■ **TASK TO COMPLETE**: The response must contain the complete data, printed exactly.

[Collected data entries]
########

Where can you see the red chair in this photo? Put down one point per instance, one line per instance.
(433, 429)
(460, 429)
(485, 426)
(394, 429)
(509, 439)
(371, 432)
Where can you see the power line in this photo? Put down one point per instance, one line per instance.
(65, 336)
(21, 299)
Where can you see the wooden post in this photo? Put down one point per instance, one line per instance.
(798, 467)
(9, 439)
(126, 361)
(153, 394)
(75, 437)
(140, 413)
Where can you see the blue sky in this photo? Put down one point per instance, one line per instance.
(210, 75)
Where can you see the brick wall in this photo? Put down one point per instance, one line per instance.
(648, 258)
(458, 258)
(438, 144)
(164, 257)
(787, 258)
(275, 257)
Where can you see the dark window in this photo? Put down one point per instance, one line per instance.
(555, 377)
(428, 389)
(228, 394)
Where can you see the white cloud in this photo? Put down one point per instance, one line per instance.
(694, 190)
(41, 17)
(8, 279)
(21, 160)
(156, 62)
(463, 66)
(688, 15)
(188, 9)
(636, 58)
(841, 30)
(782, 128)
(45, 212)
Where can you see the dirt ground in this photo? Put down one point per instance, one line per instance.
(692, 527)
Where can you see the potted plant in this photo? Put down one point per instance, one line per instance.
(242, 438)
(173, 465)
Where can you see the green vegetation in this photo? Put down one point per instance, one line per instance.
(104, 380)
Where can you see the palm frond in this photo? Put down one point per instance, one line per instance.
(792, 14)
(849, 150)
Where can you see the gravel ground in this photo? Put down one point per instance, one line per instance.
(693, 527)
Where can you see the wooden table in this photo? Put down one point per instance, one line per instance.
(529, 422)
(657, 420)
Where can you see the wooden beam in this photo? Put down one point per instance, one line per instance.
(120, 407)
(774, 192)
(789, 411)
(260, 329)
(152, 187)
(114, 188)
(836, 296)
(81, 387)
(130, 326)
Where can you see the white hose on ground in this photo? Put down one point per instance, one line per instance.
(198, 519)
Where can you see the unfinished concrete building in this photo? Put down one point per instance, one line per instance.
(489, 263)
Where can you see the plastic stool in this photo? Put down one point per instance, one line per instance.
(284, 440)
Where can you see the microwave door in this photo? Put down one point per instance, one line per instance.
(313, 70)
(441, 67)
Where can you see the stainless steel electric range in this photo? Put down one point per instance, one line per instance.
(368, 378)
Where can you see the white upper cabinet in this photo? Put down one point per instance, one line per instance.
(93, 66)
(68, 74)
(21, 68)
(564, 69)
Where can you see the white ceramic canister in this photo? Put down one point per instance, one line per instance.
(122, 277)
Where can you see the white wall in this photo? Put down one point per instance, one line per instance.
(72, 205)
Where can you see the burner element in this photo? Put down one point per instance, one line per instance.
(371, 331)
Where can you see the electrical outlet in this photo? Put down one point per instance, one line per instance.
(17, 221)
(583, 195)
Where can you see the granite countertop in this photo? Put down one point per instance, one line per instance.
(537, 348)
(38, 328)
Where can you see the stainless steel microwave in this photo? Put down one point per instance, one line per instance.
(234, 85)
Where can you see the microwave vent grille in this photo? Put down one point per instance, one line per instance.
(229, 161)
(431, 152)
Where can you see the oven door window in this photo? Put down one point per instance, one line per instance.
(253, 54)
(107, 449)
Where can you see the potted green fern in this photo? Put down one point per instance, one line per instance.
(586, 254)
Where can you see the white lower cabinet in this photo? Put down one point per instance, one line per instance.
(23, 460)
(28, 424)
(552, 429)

########

■ **RESPONSE**:
Where can you see the red chair in this photo? Put down one point per instance, one line per instance.
(433, 429)
(460, 429)
(485, 426)
(394, 429)
(509, 439)
(371, 432)
Where can you see the power line in this photo? Put down one point per instance, one line per instance.
(65, 336)
(21, 299)
Where can you see the wooden post in this photo? Put down one point per instance, one line per instance.
(798, 467)
(9, 439)
(126, 361)
(153, 394)
(75, 437)
(140, 413)
Where can you see the blue sky in this photo? Put down one point per instance, one line per instance.
(210, 75)
Where can you see the brick wall in this photo? Put down one point per instance, one line per instance.
(648, 258)
(458, 258)
(438, 144)
(164, 257)
(787, 258)
(275, 257)
Where can you see the dark window in this photo? Put down one point per instance, one line per instance.
(555, 377)
(428, 389)
(228, 394)
Where can you see the white cloud in this photo? Put down one point per instance, one line per instance.
(694, 190)
(41, 17)
(8, 279)
(21, 160)
(156, 62)
(463, 66)
(688, 15)
(188, 9)
(636, 58)
(841, 30)
(782, 128)
(45, 212)
Where can you see the dirt ground in this photo? Put down one point per instance, one line per instance.
(692, 527)
Where can you see the potted plant in this photo? Put down one point per instance, one line per instance.
(242, 438)
(173, 465)
Where can you see the green vegetation in this photo? Put down one point per instance, one line per instance.
(104, 380)
Where can you see the palm frond in this photo? Put down one point per instance, one line per instance.
(792, 14)
(849, 150)
Where can you see the gravel ground in this photo? Put down one point per instance, one line per instance.
(693, 527)
Where can you see the wooden table in this photo? Put down one point per instance, one line per instance.
(529, 422)
(657, 420)
Where can you see the wooden beam in this photo? Put down one point per instance, one line per instance.
(120, 407)
(774, 192)
(789, 411)
(260, 329)
(152, 187)
(114, 188)
(836, 296)
(81, 387)
(130, 326)
Where can you see the white hose on ground in this photo? Put down one point per instance, one line per instance.
(198, 519)
Where can you see the unfinished concrete building in this photo? Put down one point per instance, one line per instance.
(489, 263)
Where can you see the plastic stool in this photo? Put down one point per instance, one line per instance.
(284, 440)
Where can you see the microwave door in this photo? Put down one point per instance, one line per instance.
(313, 70)
(441, 67)
Where can you see the stainless steel electric range in this photo? Put down one point per instance, one line per instance.
(368, 378)
Where can you see the white upper cabinet in this photo? Put down one point per instance, one line per instance.
(93, 66)
(68, 74)
(21, 68)
(564, 69)
Where can you see the white ceramic canister in this photo? Put down one point per instance, one line per instance.
(122, 277)
Where can you see the white wall in this photo? Put down one point per instance, one line per instance.
(72, 205)
Where can you see the burner element in this photo? Put down one point per instance, one line per instance.
(371, 331)
Where can you see the electrical outlet in this photo? Put down one point per instance, one line per instance.
(17, 221)
(583, 195)
Where can you see the granite countertop in this photo? Put down one point per instance, one line per instance.
(537, 348)
(38, 328)
Where can you see the stainless steel microwave in this photo? Put down one point per instance, one line per instance.
(234, 85)
Where can you see the microwave vent grille in this photo? Put down one point per instance, one line per instance.
(229, 161)
(431, 152)
Where can you see the oven door window in this photo? Put down one point per instance, one line per instance.
(253, 54)
(107, 449)
Where can you see the potted green fern in this photo? Put down one point per instance, one line per instance.
(586, 254)
Where can you see the white lower cabinet in this photo? Put down one point per instance, one line per instance.
(23, 460)
(28, 424)
(552, 429)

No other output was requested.